■ WHAT TO WORK ON ■
Give every line of the listing below as a Markdown table with the columns Row and Line, skipping blank lines. Leave the pictures out of your answer.
##### DATASET EXTRACT #####
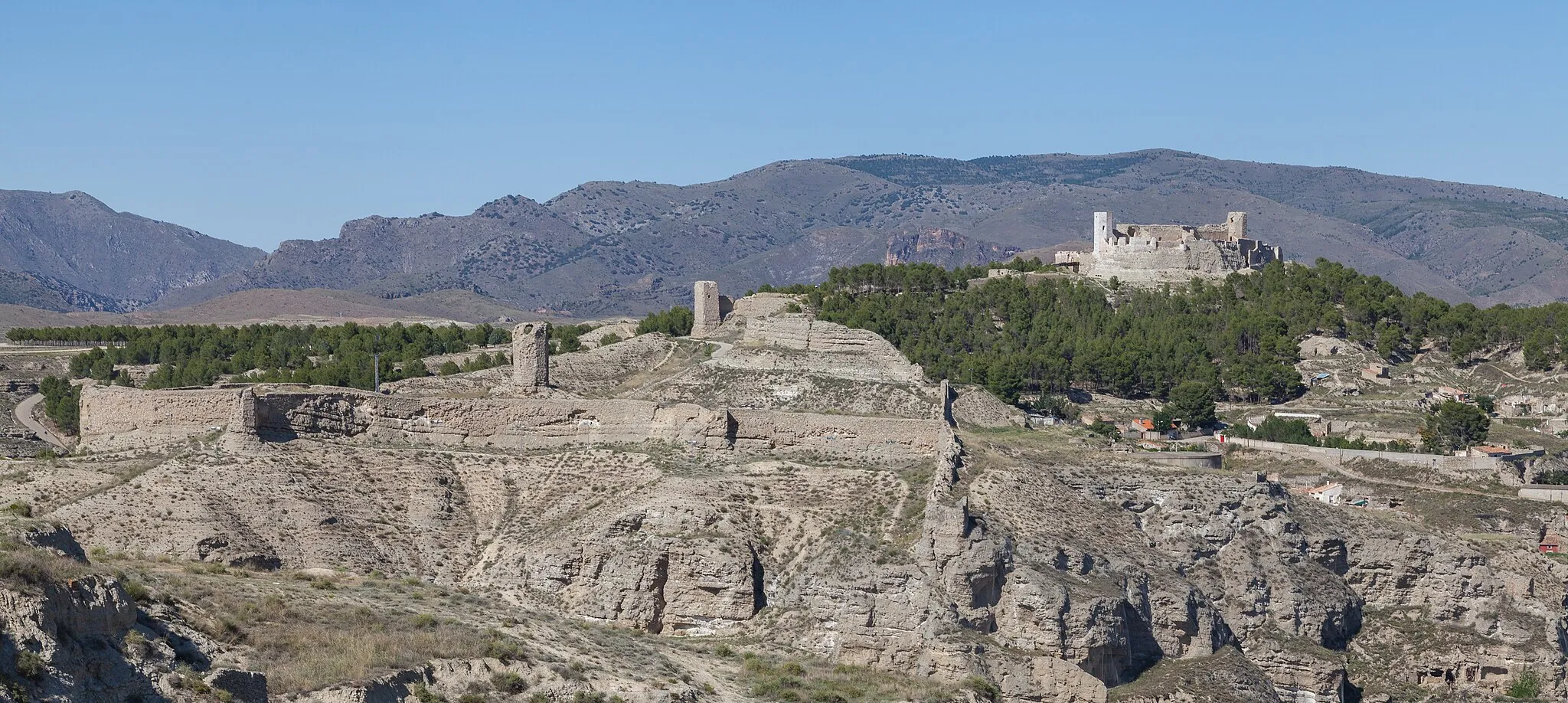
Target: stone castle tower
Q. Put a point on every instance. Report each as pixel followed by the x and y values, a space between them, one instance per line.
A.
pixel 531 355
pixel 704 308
#####
■ COMPLETE OUTPUT ■
| Row | Line |
|---|---|
| 1 | Target: stone castle tower |
| 2 | Q. Put a point on every instance. Report each as pixel followed by the x and y values, a space between them, one instance per line. |
| 3 | A. |
| 4 | pixel 531 355 |
| 5 | pixel 704 308 |